Extracted material:
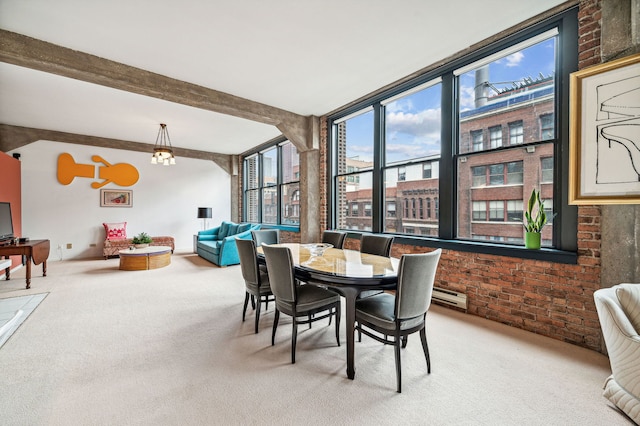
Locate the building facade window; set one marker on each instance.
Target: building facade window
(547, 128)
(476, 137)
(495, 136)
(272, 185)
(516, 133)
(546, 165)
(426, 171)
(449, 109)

Objective: Render every line of the data above as a numbered list, skipping any blank lines. Leave the picture out of your answer.

Response to the exercise:
1. Locate the building facade window; set one marker on each instance.
2. Target: building facade window
3. (547, 128)
4. (476, 137)
5. (495, 136)
6. (272, 185)
7. (516, 133)
8. (546, 165)
9. (426, 171)
10. (449, 109)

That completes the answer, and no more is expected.